▸ Assigned task
In the text about the music competition entries, condense the paragraph beginning "The Big Bang is my attempt" into a short bulleted list that keeps its main facts.

▸ Text excerpt
○ ○ ○
Winner “Best Time-based Art” in 2018 Science as Art Competition

For the second year in a row, I won the University of Michigan’s Science as Art competition with my composition “Biotechnics”. The contest asks us to use scientific principles to create media. Last year, I tried to encapsulate the Big Bang as an audio concept, this year I looked at internal biochemistry of the human body. The work was displayed in the Hatcher Graduate Library for the month of February. Below you will find the track and my abstract that accompanied it.

Abstract for Biotechnics 

This piece of music is designed to represent musically the release of serotonin in the body while producing the same sensation in the brain of the listener. It uses airy guitars, liquid like synthesizers and the steady rhythm of a heart pumping these textures through the body of the song to create an audio journey that feels like an emotional experience. If listened closely, the composition should give the listener a unique and memorable audio experience that is reminiscent of the complex chemical processes in a biological organism. 

Groove (2017) wins Best Director @ Long Island Film Festival and premiers at Fort Lauderdale Film Festival later this month.

 

My first musical walked away from the Long Island Film Festival with a Best Director award for Ryan McDonough and continues to premiere nationally.

Working with Ryan, Sydney, Sha and Sam while crafting the songs for Groove was an exciting and creative time. It’s great to see the film doing so well on the festival circuit. If it comes to a town near you, I’d recommend checking it out. You can find out more information by heading to the FB page for Groove here.

My best,

Jerry

Winner: U-M Best “Time Based Art”

Recently, I competed in the U-M Science as Art competition, taking first place in “Time based art”. This description was featured with the musical piece as part of an exhibit put on by the college of science.

Abstract

The Big Bang uses synthetic and orchestral instrumentation to convey the conditions of our early universe and the structures that emerged from within this chaos. By eliminating the traditional juxtaposition of real and digital instruments, the piece aims to blur the barriers between art and science and project the underlying beauty of our universe more fully.

Written Explanation of Artwork

The Big Bang is my attempt to convey the early conditions of the universe melodically. To achieve this, I scored with a combination of synthetic sounds and orchestral music. There are over 30 separate instruments in this piece between the sound effects, strings, woodwinds, brass, timpani, organ and marimba. Each carries a symbolic place in the mix, but broadly: the synths project confusion and disarray while the orchestral components imply a structure beginning to take shape.

Like the universe, my piece begins with a large boom and the scattering remnants of charged particles. As the dust settles, my melody emerges from this chaos and takes baby steps toward structure. Early in the piece, we can hear how the different instruments stutter step in finding their melodic place. Yet as the drums build, each instrument’s place within the mix becomes more certain, precise and layered. In the final moments, all chaos dies away and we are left with only beautiful structure. The melody, a product of the chaos, is all that is left of our universe.
○ ○ ○
▸ Information
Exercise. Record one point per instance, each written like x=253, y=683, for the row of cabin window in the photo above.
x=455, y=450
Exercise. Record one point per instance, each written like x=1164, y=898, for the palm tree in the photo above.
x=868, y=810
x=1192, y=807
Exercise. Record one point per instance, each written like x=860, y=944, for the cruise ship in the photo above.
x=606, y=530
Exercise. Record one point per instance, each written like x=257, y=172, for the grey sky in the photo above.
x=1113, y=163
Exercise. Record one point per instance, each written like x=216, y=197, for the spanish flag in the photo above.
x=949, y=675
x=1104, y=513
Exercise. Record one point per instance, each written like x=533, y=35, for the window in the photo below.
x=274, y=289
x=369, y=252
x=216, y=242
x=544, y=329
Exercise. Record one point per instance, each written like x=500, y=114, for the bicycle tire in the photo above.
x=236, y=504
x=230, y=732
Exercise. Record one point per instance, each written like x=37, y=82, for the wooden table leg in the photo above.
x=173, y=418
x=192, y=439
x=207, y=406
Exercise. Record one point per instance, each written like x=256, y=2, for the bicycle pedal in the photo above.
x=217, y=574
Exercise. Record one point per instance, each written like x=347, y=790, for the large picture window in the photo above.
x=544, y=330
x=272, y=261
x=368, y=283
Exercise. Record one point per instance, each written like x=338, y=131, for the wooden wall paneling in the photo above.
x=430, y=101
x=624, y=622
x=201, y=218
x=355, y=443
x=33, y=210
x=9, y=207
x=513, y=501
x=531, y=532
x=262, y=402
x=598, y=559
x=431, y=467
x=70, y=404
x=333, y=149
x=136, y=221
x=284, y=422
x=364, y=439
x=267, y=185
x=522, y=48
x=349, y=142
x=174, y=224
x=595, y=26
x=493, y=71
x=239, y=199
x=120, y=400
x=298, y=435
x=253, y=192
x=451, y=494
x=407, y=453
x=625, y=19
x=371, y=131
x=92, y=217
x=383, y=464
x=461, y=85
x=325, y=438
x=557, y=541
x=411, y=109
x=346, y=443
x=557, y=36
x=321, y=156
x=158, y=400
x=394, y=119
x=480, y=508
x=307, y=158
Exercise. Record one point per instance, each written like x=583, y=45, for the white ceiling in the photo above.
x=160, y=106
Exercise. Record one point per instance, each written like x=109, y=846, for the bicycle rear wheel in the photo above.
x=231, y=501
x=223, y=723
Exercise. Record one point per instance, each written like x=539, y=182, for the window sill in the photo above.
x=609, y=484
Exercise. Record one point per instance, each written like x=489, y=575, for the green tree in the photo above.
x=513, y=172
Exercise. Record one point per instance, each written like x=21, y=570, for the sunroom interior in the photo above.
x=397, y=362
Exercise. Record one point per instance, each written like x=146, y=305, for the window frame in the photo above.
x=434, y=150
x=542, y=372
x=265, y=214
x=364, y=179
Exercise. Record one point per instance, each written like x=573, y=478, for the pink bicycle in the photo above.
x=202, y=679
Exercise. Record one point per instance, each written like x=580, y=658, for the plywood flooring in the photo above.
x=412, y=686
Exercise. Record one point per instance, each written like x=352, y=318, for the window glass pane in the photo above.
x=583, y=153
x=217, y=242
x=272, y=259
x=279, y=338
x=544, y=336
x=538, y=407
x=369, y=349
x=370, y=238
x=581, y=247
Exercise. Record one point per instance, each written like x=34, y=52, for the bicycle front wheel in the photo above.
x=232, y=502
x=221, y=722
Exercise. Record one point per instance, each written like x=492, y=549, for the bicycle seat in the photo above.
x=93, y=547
○ ○ ○
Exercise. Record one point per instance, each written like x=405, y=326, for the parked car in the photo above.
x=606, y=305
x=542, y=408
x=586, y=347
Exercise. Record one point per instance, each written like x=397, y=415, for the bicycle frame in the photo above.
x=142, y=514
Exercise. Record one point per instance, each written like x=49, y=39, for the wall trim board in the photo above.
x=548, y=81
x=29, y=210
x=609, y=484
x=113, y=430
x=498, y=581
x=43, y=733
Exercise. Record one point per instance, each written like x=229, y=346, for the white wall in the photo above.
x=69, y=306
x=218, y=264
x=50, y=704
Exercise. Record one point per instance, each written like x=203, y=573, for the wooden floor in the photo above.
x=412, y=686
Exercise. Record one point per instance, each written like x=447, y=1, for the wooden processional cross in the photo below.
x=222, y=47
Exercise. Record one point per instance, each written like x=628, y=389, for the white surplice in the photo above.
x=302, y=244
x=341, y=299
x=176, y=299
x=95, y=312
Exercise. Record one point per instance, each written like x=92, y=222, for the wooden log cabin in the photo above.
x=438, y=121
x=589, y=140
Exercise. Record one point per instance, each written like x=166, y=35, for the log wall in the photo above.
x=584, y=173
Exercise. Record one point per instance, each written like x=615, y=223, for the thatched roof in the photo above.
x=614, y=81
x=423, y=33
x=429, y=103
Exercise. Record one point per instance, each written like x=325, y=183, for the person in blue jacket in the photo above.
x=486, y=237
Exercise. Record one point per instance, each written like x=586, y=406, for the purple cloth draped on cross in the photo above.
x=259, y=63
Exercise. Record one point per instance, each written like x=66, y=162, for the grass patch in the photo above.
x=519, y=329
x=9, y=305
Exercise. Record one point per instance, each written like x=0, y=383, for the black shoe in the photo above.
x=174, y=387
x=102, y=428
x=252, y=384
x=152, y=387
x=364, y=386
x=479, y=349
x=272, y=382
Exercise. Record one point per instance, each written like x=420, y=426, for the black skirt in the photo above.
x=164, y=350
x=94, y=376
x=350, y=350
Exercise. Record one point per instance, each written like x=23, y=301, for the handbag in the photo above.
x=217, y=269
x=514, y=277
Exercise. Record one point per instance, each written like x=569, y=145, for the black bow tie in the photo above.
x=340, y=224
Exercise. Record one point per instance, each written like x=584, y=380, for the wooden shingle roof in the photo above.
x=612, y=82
○ ○ ○
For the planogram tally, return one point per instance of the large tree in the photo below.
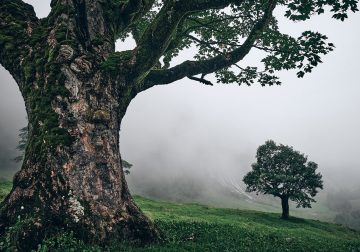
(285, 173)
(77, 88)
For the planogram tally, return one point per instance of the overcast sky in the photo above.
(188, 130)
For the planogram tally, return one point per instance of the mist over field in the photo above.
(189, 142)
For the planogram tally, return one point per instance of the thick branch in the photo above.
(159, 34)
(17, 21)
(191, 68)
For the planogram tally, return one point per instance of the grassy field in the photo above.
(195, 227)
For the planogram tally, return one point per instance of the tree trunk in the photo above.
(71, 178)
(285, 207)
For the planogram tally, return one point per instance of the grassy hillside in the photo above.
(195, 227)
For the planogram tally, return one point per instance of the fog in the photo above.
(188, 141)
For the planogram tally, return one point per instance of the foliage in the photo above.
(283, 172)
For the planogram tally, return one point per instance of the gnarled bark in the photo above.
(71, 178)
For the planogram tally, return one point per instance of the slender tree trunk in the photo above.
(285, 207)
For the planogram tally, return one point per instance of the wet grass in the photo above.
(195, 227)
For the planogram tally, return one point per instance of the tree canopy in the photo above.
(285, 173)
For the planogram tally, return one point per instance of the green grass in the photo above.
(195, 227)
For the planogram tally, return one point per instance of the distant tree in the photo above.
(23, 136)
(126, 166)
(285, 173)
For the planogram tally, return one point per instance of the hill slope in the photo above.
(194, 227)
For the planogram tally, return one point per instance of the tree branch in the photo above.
○ ○ ○
▸ Task solution
- The piece tries to convey the early conditions of the universe through melody.
- It combines synthetic sounds with orchestral music.
- It uses more than 30 separate instruments, including sound effects, strings, woodwinds, brass, timpani, organ and marimba.
- Each instrument has a symbolic role. Broadly, the synths suggest confusion and disarray, and the orchestral parts suggest a structure beginning to take shape.